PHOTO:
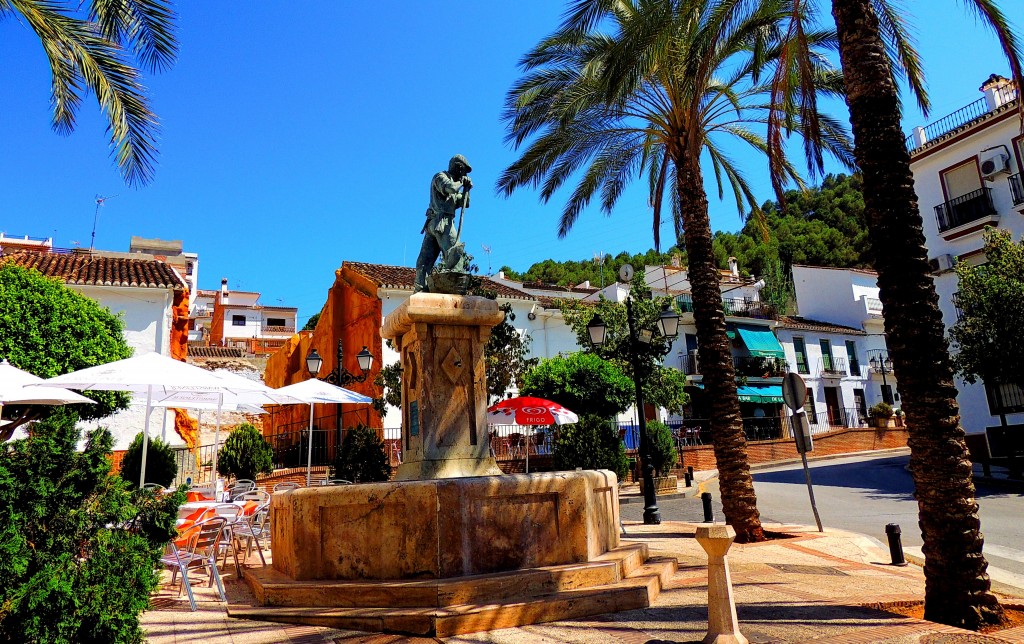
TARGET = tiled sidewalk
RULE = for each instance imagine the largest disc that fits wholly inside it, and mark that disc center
(810, 588)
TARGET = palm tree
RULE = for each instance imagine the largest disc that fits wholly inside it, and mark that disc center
(91, 52)
(873, 50)
(665, 85)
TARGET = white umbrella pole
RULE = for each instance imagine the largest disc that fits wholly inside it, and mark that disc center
(145, 434)
(216, 441)
(309, 456)
(530, 429)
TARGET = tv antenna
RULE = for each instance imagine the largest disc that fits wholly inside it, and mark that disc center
(599, 260)
(486, 249)
(95, 218)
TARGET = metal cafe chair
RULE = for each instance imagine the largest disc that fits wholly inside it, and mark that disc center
(201, 554)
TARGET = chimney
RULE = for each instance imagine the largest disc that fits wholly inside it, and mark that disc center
(998, 90)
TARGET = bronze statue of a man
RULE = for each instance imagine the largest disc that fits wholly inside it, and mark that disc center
(449, 191)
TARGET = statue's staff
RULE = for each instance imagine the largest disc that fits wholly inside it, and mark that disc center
(465, 205)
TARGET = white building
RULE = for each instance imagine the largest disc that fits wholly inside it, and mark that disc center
(142, 292)
(967, 169)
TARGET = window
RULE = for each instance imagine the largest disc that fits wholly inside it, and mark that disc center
(1009, 398)
(809, 406)
(826, 360)
(801, 350)
(851, 352)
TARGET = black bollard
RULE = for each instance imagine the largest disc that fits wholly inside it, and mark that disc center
(895, 544)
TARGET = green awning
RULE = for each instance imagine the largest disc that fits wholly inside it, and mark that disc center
(760, 393)
(760, 341)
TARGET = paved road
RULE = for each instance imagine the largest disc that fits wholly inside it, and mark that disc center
(863, 495)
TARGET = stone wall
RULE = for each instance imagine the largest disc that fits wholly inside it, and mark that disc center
(843, 441)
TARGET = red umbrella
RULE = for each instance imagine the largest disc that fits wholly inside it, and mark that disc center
(529, 411)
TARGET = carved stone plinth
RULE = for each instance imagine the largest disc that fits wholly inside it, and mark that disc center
(440, 339)
(723, 625)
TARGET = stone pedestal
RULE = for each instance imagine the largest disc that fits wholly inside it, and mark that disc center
(723, 626)
(440, 339)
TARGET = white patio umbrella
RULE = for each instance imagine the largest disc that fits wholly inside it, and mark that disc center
(313, 390)
(155, 375)
(19, 387)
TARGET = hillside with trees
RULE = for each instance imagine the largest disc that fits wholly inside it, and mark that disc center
(823, 226)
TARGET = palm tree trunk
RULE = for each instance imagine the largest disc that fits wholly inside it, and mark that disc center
(957, 590)
(738, 500)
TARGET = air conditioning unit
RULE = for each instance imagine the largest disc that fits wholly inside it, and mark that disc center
(994, 164)
(940, 264)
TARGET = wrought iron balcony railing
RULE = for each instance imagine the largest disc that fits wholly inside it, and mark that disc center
(965, 209)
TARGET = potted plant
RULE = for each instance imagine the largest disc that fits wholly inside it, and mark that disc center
(882, 414)
(663, 456)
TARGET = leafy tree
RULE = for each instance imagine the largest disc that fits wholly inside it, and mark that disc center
(632, 89)
(245, 454)
(505, 355)
(93, 54)
(875, 50)
(78, 549)
(987, 336)
(361, 458)
(161, 466)
(583, 383)
(592, 443)
(663, 447)
(663, 386)
(311, 323)
(48, 330)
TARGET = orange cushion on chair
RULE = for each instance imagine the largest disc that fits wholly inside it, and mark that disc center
(201, 514)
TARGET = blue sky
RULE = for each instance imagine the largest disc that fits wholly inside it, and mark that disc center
(294, 140)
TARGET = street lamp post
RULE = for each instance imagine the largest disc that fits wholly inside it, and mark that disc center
(668, 326)
(339, 375)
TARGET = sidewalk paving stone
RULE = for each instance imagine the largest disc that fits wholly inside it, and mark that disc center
(811, 587)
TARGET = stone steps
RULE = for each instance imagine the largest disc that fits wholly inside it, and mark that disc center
(635, 589)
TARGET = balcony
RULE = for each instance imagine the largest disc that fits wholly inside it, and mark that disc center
(290, 330)
(833, 367)
(965, 209)
(761, 367)
(1016, 188)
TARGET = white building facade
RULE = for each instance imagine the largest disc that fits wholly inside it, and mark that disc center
(967, 169)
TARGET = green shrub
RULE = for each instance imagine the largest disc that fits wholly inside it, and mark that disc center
(79, 549)
(245, 454)
(591, 444)
(361, 458)
(161, 467)
(663, 447)
(881, 410)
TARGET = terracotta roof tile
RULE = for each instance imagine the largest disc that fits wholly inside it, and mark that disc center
(86, 269)
(402, 277)
(796, 322)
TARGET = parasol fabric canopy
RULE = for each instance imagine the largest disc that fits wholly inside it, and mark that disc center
(313, 390)
(20, 387)
(529, 411)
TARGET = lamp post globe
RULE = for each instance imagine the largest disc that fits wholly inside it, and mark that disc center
(596, 329)
(365, 358)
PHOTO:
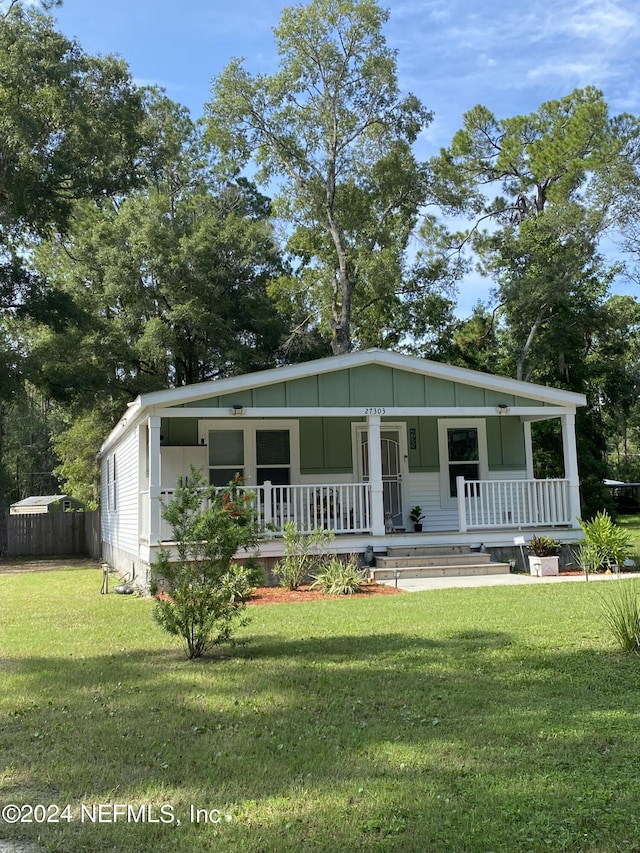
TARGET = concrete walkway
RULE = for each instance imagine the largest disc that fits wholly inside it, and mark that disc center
(421, 584)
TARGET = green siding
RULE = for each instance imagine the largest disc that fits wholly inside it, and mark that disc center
(365, 386)
(311, 446)
(424, 457)
(325, 446)
(497, 398)
(334, 389)
(179, 432)
(440, 392)
(505, 444)
(240, 398)
(270, 396)
(303, 392)
(469, 395)
(371, 385)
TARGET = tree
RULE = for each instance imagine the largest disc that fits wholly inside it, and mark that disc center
(203, 591)
(539, 192)
(534, 189)
(331, 125)
(68, 129)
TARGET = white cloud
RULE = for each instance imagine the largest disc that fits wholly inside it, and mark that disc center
(604, 21)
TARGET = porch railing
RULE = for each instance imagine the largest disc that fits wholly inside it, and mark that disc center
(341, 507)
(512, 503)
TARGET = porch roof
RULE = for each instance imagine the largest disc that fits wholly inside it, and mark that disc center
(527, 399)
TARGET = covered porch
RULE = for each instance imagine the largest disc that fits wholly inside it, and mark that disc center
(376, 506)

------------------------------

Copy out the stretch of the listing from the line containing "TARGET = white cloud" through the end of the listing, swapping "porch" for "veranda" and leaving everything else unchanged.

**Task answer**
TARGET = white cloud
RULE = for each instance imagine the largest disc that fits wholly inside it, and mark that disc center
(604, 21)
TARGET = veranda railing
RULE = for each instance imagine the largest disc that fits wholly inside it, and mark that disc center
(341, 507)
(512, 503)
TARGET = veranda roof
RULE = for each instance imagine the largest disc that fits wholly inside it, and mark that disc center
(527, 399)
TARGET = covered veranda
RULE = for each instance imagine the largest disc that fits wholly inside it, and mark that disc center
(376, 506)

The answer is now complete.